▸ SOURCE PASSAGE
The gospel ministry to China took root from a planted seed to sprouting, growing, and becoming sturdy... During that long period of time, the blood and tears of countless missionaries were shed on that gospel seed, and the prayers of countless people upheld the growth of the seed. Griffith John (1831-1912), also known as John Yang or Yang Duxin, was one of the famous missionaries of the London Missionary Society and the founder of the Christian ministry in central China.
In 1861, Griffith set off from Shanghai. On June 21, his arrival at Hankou made him the first Christian missionary to have entered central China, delivering sermons at the residence of the Jinting Shop of Shenjia Temple. Hankou remained as his working place until 1912 when he died. He founded schools, hospitals and training centers there.
In 1862, British Methodist missionary Josiah Cox arrived Hankou from Guangdong and Griffith offered him Jinting Gongdian property and Hanzheng Street area for the Methodist ministry. He headed to the downstream of Hualou Street to buy land for constructing the Hualou Church (later moved to the Mofan area and renamed as Griffith Church, which is today's Rongguang Church at the junction of Huangshi Road) and for the establishment of Renji Hospital (the predecessor of Hankou Union Hospital).
In 1863, Griffith built the first church in central China, Shouen Church in Jia Street, Hankou. In July 1864, he built the first church (Chongzhen Church, which was restored in 2000) in Wuchang Gejia Camp in the capital city of Hubei Province. At that time, Wuchang Gejia was not yet listed as a commercial port. Also, he built another Renji Hospital in nearby Shaohualin County. Soon, in Xiaogan, Tianmen, Zao City, as well as Huangxuan and Hanyang, he established churches. He and his colleagues, known as "street preachers", set up at least 100 missionary stations in Hubei Province.

▸ EXTRACTED MATERIAL
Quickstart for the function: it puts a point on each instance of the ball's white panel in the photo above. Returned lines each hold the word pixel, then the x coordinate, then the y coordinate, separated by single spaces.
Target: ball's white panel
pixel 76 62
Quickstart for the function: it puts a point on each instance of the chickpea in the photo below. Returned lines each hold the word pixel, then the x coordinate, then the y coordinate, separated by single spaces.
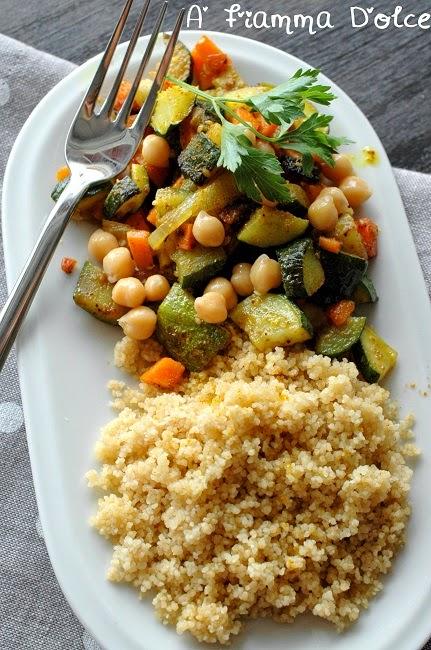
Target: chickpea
pixel 264 146
pixel 139 323
pixel 356 190
pixel 224 288
pixel 211 307
pixel 265 274
pixel 100 243
pixel 208 230
pixel 240 279
pixel 322 213
pixel 118 264
pixel 340 201
pixel 342 168
pixel 156 151
pixel 129 292
pixel 156 288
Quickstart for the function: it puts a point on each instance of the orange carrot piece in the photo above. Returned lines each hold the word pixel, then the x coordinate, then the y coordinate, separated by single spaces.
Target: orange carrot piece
pixel 138 221
pixel 186 240
pixel 140 249
pixel 330 244
pixel 62 173
pixel 152 217
pixel 208 62
pixel 165 373
pixel 339 313
pixel 369 232
pixel 313 191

▸ YOUR GOAL
Reproduce everything in the passage on Griffith John from "In 1863, Griffith" down to "in Hubei Province.", word for word. Rely only on the passage on Griffith John.

▸ YOUR RESPONSE
In 1863, Griffith built the first church in central China, Shouen Church in Jia Street, Hankou. In July 1864, he built the first church (Chongzhen Church, which was restored in 2000) in Wuchang Gejia Camp in the capital city of Hubei Province. At that time, Wuchang Gejia was not yet listed as a commercial port. Also, he built another Renji Hospital in nearby Shaohualin County. Soon, in Xiaogan, Tianmen, Zao City, as well as Huangxuan and Hanyang, he established churches. He and his colleagues, known as "street preachers", set up at least 100 missionary stations in Hubei Province.